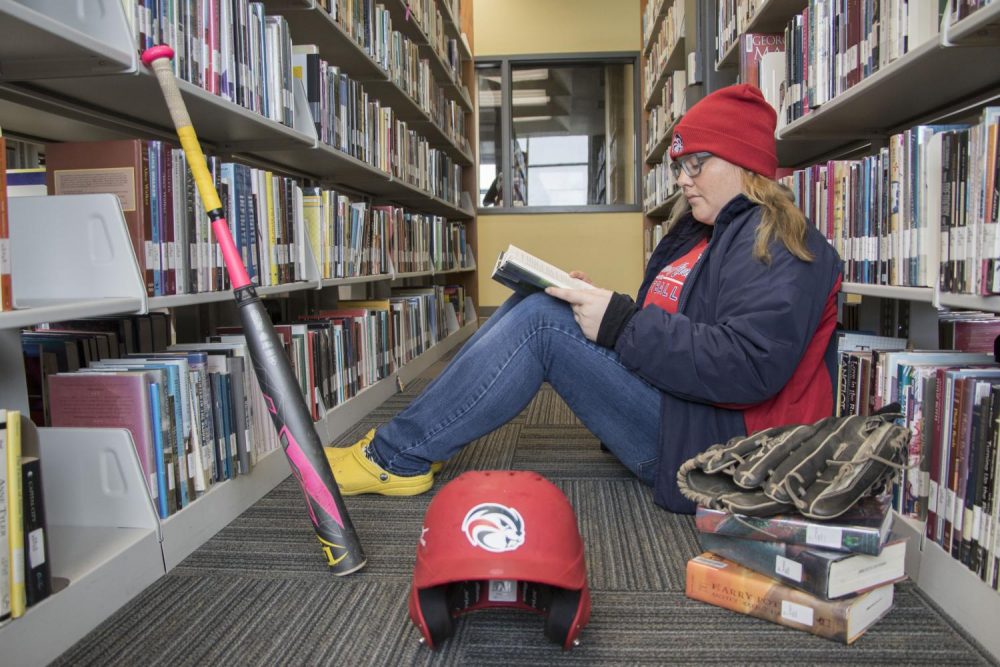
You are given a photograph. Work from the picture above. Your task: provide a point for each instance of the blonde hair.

■ ■ ■ ■ ■ ■ ■

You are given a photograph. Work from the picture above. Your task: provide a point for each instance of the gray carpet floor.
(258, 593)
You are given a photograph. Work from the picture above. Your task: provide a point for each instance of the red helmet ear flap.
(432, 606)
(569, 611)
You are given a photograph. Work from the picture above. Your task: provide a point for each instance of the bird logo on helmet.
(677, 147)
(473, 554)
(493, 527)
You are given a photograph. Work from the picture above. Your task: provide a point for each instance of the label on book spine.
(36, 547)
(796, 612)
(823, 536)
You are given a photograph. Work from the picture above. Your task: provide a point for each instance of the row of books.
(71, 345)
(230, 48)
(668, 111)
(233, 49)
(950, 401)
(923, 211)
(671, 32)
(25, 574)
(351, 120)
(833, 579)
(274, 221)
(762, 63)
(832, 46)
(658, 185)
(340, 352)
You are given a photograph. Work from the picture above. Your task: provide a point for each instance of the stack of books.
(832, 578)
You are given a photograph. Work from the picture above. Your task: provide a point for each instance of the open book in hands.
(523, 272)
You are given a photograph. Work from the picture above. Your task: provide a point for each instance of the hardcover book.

■ ■ ■ ■ ■ ■ ■

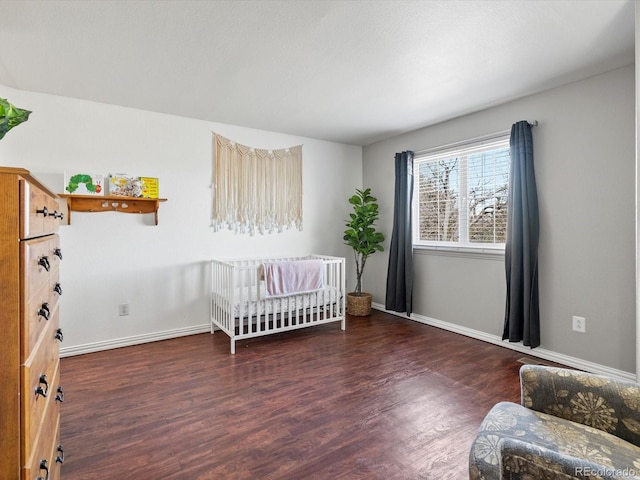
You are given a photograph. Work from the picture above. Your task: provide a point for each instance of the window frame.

■ ■ ■ ■ ■ ■ ■

Exercise » Pick out every line in the items that contains the word "from", and copy each of those lines in full.

Solution to the exercise »
You are given a photograph. Work from the picture above. Your task: provide a point for each instance of the blonde hair.
You are given a photograph. Work from the picture above. Your task: provide a point for each instance of the gray carpet floor.
You are given a photograph. Work from the picture above. Your task: provide a point for each instance of the red helmet ear flap.
You are given a photograph. Work from the picture above. Your task: provide a point for each instance of the bird logo on helmet.
You are given a photograph. Work from the picture above. Your task: provide a point for each instance of the label on book spine.
You are given a photograph. Work from the picture above. Your task: provide a point for each instance of the row of books.
You are given a photograph. Work from the picture above. Your task: provide a point for each instance of the stack of books.
You are given a photograph. Work from the picture above. Your task: provide a point for each instance of the open book in hands.
You are given a photograph. Work from the picture above. Your task: provide a point for each instance of the hardcover book.
You are given a photograph. Work from the picture above. Your task: provide a point for each instance of the window frame.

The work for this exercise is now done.